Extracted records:
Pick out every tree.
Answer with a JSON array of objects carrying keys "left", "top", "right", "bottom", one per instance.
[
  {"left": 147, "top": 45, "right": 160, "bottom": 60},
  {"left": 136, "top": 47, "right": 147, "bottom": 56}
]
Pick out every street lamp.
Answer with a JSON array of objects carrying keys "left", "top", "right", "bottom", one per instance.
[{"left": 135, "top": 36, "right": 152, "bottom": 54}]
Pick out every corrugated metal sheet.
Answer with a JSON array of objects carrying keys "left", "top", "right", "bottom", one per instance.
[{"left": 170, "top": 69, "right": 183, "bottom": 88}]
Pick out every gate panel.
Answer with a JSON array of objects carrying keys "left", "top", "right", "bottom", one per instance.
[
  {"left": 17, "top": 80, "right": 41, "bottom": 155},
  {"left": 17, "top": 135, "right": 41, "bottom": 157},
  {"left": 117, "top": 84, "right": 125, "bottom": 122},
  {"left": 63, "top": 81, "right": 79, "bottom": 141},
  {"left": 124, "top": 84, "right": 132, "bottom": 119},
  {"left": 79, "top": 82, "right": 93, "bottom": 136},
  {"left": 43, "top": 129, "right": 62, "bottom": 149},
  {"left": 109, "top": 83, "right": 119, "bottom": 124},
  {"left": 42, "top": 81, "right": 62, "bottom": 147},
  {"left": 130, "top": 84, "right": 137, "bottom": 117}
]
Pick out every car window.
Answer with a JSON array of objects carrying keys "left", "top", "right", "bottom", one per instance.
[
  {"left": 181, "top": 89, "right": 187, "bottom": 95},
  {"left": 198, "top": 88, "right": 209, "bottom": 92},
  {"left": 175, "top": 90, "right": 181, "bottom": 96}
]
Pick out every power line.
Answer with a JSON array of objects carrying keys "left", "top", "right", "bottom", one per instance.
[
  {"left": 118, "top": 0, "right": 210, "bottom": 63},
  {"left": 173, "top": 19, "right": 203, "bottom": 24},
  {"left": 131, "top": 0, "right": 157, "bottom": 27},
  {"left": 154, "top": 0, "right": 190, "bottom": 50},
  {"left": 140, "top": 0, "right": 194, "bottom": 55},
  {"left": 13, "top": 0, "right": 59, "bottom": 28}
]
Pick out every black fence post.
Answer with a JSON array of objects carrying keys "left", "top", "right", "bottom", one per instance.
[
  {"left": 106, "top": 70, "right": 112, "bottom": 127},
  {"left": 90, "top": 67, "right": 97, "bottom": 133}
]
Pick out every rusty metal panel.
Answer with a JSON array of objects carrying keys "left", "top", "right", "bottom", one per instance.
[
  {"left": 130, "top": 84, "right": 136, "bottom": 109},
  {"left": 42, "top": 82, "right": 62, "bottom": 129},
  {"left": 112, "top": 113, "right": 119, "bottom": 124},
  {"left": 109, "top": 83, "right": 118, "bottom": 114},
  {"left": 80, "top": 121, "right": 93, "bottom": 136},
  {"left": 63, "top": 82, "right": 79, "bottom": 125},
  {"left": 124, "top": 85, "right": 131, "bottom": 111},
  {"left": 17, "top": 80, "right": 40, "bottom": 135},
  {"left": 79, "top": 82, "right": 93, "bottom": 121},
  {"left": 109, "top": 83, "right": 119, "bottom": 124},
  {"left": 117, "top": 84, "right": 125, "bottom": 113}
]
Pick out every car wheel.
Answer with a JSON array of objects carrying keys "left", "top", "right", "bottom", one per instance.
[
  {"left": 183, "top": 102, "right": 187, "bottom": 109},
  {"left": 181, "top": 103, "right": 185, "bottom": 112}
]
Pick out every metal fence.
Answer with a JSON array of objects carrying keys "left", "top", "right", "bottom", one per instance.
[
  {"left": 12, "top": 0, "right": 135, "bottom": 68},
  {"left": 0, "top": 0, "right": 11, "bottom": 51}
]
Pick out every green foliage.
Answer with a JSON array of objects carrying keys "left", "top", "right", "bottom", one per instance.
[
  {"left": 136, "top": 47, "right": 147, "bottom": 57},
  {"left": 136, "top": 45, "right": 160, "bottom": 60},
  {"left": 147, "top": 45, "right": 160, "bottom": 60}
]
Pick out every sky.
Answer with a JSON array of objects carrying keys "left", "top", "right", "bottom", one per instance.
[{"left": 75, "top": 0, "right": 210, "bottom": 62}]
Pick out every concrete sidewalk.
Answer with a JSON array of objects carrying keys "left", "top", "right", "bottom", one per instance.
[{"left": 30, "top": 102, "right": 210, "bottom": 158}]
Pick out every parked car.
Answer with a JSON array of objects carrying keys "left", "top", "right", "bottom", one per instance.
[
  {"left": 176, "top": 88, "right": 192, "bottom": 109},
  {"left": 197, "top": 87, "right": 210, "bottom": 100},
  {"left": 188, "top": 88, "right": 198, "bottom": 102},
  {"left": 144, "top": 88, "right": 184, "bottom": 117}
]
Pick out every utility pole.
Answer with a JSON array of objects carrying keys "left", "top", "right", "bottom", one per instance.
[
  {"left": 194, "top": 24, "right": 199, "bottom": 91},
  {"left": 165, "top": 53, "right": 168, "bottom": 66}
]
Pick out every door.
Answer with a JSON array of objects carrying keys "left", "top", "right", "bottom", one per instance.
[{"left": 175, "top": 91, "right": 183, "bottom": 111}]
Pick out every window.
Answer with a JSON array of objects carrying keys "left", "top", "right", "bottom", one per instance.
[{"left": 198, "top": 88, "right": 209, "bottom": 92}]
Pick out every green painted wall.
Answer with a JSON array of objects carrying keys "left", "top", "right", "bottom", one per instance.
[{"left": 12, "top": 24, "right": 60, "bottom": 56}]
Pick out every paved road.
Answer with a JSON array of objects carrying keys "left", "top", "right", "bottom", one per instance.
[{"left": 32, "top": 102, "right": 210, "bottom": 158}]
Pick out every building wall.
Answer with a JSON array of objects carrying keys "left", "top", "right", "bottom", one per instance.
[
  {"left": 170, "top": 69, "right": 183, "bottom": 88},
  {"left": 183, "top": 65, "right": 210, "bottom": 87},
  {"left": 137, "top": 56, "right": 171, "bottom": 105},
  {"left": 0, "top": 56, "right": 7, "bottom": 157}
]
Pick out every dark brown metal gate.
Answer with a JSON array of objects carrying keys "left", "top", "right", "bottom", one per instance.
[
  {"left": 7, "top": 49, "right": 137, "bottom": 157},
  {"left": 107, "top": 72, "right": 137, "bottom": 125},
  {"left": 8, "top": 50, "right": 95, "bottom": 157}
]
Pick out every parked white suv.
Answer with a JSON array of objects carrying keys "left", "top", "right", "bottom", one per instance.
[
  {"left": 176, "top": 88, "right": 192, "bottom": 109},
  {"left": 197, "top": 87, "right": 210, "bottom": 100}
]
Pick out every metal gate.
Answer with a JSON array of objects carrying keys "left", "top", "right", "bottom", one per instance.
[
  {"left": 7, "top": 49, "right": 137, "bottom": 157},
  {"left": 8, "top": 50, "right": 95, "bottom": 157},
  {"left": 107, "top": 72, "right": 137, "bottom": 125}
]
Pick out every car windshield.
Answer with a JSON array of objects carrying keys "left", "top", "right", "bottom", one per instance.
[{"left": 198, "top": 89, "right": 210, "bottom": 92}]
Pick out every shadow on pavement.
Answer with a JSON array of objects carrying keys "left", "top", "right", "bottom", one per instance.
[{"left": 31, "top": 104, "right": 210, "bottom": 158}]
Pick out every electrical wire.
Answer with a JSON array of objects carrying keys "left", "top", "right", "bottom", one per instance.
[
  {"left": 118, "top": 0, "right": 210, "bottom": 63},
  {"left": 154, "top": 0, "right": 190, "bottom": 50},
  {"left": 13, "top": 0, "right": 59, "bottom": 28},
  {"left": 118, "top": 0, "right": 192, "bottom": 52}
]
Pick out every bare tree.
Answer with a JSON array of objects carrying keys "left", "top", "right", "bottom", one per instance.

-- WORK TO BE COMPLETED --
Output every line of the records above again, character for character, with nothing left out or changed.

-- EXERCISE RESULT --
Pick out every tree.
Answer with a JSON array of objects carrying keys "left", "top", "right", "bottom", one per instance.
[
  {"left": 147, "top": 45, "right": 160, "bottom": 60},
  {"left": 136, "top": 47, "right": 147, "bottom": 56}
]
Pick out every street lamp.
Answer with a JSON array of objects carrying keys "left", "top", "right", "bottom", one per instance.
[{"left": 135, "top": 36, "right": 152, "bottom": 54}]
Pick out every corrugated metal sheet.
Answer with a JSON array of objects carrying keys "left", "top", "right", "bottom", one per instance.
[{"left": 170, "top": 69, "right": 183, "bottom": 88}]
Pick out every gate panel.
Answer with a JSON array of objects carrying keys "left", "top", "right", "bottom", one per instance.
[
  {"left": 17, "top": 80, "right": 41, "bottom": 155},
  {"left": 17, "top": 135, "right": 41, "bottom": 157},
  {"left": 117, "top": 84, "right": 125, "bottom": 122},
  {"left": 63, "top": 81, "right": 79, "bottom": 141},
  {"left": 124, "top": 84, "right": 132, "bottom": 119},
  {"left": 79, "top": 82, "right": 93, "bottom": 136},
  {"left": 43, "top": 129, "right": 62, "bottom": 149},
  {"left": 109, "top": 83, "right": 119, "bottom": 124},
  {"left": 42, "top": 81, "right": 62, "bottom": 147},
  {"left": 130, "top": 84, "right": 137, "bottom": 117}
]
Pick out every car window.
Answer with a JSON array of objects carrying keys "left", "top", "right", "bottom", one per instance.
[
  {"left": 181, "top": 89, "right": 187, "bottom": 95},
  {"left": 198, "top": 88, "right": 209, "bottom": 92},
  {"left": 175, "top": 90, "right": 181, "bottom": 96}
]
Pick out every power line.
Answer with a JSON array of objects carrying keys "left", "top", "right", "bottom", one per instance.
[
  {"left": 118, "top": 0, "right": 210, "bottom": 63},
  {"left": 173, "top": 19, "right": 203, "bottom": 24},
  {"left": 131, "top": 0, "right": 157, "bottom": 27},
  {"left": 154, "top": 0, "right": 190, "bottom": 50},
  {"left": 140, "top": 0, "right": 194, "bottom": 55},
  {"left": 13, "top": 0, "right": 59, "bottom": 28}
]
Pick out every black fence post.
Answer with a JSON array of objects carrying keys "left", "top", "right", "bottom", one per instance.
[
  {"left": 106, "top": 70, "right": 112, "bottom": 127},
  {"left": 90, "top": 67, "right": 97, "bottom": 133}
]
Pick out every rusty metal panel.
Answer with a JSON array of objects carrying keys "left", "top", "right", "bottom", one per instance.
[
  {"left": 130, "top": 84, "right": 136, "bottom": 109},
  {"left": 42, "top": 82, "right": 62, "bottom": 129},
  {"left": 112, "top": 113, "right": 119, "bottom": 124},
  {"left": 109, "top": 83, "right": 118, "bottom": 114},
  {"left": 80, "top": 121, "right": 93, "bottom": 136},
  {"left": 63, "top": 82, "right": 79, "bottom": 125},
  {"left": 124, "top": 85, "right": 131, "bottom": 111},
  {"left": 17, "top": 80, "right": 40, "bottom": 135},
  {"left": 79, "top": 82, "right": 93, "bottom": 121},
  {"left": 109, "top": 83, "right": 119, "bottom": 124},
  {"left": 117, "top": 84, "right": 125, "bottom": 113}
]
Pick out every car wheel.
Answer with a JSON array of objects carrying keys "left", "top", "right", "bottom", one per instance.
[
  {"left": 183, "top": 102, "right": 187, "bottom": 109},
  {"left": 181, "top": 103, "right": 185, "bottom": 112}
]
Pick out every metal fence.
Answer with a JSON array of objects carrying keys "left", "top", "right", "bottom", one per instance.
[
  {"left": 12, "top": 0, "right": 135, "bottom": 68},
  {"left": 0, "top": 0, "right": 11, "bottom": 51}
]
Pick out every green foliage.
Answer with a JSON array of objects carrying keys "left", "top", "right", "bottom", one per instance.
[
  {"left": 136, "top": 47, "right": 147, "bottom": 57},
  {"left": 136, "top": 45, "right": 160, "bottom": 60},
  {"left": 147, "top": 45, "right": 160, "bottom": 60}
]
Pick out every sky.
Answer with a JSON array of objects carrying keys "left", "top", "right", "bottom", one per instance.
[{"left": 75, "top": 0, "right": 210, "bottom": 62}]
Pick out every concrete sidewalk.
Answer with a JSON array of objects carrying keys "left", "top", "right", "bottom", one per instance.
[{"left": 30, "top": 102, "right": 210, "bottom": 158}]
Pick out every parked car.
Answer with a JSON array of objects carrying keys "left", "top", "right", "bottom", one per instance.
[
  {"left": 176, "top": 88, "right": 192, "bottom": 109},
  {"left": 197, "top": 87, "right": 210, "bottom": 100},
  {"left": 188, "top": 88, "right": 198, "bottom": 102},
  {"left": 144, "top": 88, "right": 184, "bottom": 117}
]
Pick out every utility pole.
Answer with a JSON array of objects carrying keys "left", "top", "right", "bottom", one per instance.
[
  {"left": 194, "top": 24, "right": 199, "bottom": 91},
  {"left": 165, "top": 53, "right": 168, "bottom": 66}
]
Pick out every door.
Answer with a JSON array of objects carrying keys "left", "top", "right", "bottom", one per instance.
[{"left": 175, "top": 91, "right": 183, "bottom": 111}]
Pick out every window.
Answer with a JSON array of objects carrying keys "left", "top", "right", "bottom", one per instance.
[{"left": 198, "top": 88, "right": 209, "bottom": 92}]
Pick out every green painted wall.
Answer with a JSON array of objects carrying keys "left", "top", "right", "bottom", one per instance.
[{"left": 12, "top": 24, "right": 60, "bottom": 56}]
Pick out every paved road.
Answer with a JSON array of objects carrying keys "left", "top", "right", "bottom", one per instance.
[{"left": 32, "top": 102, "right": 210, "bottom": 158}]
Pick out every building wall.
Answer with a JSON array of objects carrying keys "left", "top", "right", "bottom", one per instance.
[
  {"left": 170, "top": 69, "right": 183, "bottom": 88},
  {"left": 183, "top": 65, "right": 210, "bottom": 87},
  {"left": 137, "top": 56, "right": 171, "bottom": 105},
  {"left": 0, "top": 56, "right": 7, "bottom": 157}
]
Pick out every dark brown metal gate.
Answer with a JSON array of objects carrying keys "left", "top", "right", "bottom", one per instance.
[
  {"left": 7, "top": 49, "right": 137, "bottom": 157},
  {"left": 107, "top": 72, "right": 137, "bottom": 125},
  {"left": 8, "top": 50, "right": 95, "bottom": 157}
]
Pick out every parked white suv.
Answer with a JSON array of objects carrying keys "left", "top", "right", "bottom", one per instance.
[
  {"left": 176, "top": 88, "right": 192, "bottom": 109},
  {"left": 197, "top": 87, "right": 210, "bottom": 100}
]
Pick out every metal gate.
Answer with a JSON array of objects carrying keys "left", "top", "right", "bottom", one per instance.
[
  {"left": 7, "top": 49, "right": 137, "bottom": 157},
  {"left": 8, "top": 50, "right": 95, "bottom": 157},
  {"left": 107, "top": 72, "right": 137, "bottom": 125}
]
Pick out every car windshield.
Answer with a JSON array of objects carrying keys "left", "top", "right", "bottom", one per instance.
[{"left": 198, "top": 89, "right": 210, "bottom": 92}]
Pick out every shadow on pavement.
Answer with a JSON array of objects carrying keys "left", "top", "right", "bottom", one per instance.
[{"left": 31, "top": 104, "right": 210, "bottom": 158}]
Pick out every electrical wire.
Answer with a JSON array of objects carrying keys "left", "top", "right", "bottom", one per instance.
[
  {"left": 118, "top": 0, "right": 210, "bottom": 63},
  {"left": 154, "top": 0, "right": 190, "bottom": 50},
  {"left": 13, "top": 0, "right": 59, "bottom": 28},
  {"left": 118, "top": 0, "right": 192, "bottom": 52}
]
Pick out every bare tree.
Answer with a JSON array of objects carrying keys "left", "top", "right", "bottom", one per instance.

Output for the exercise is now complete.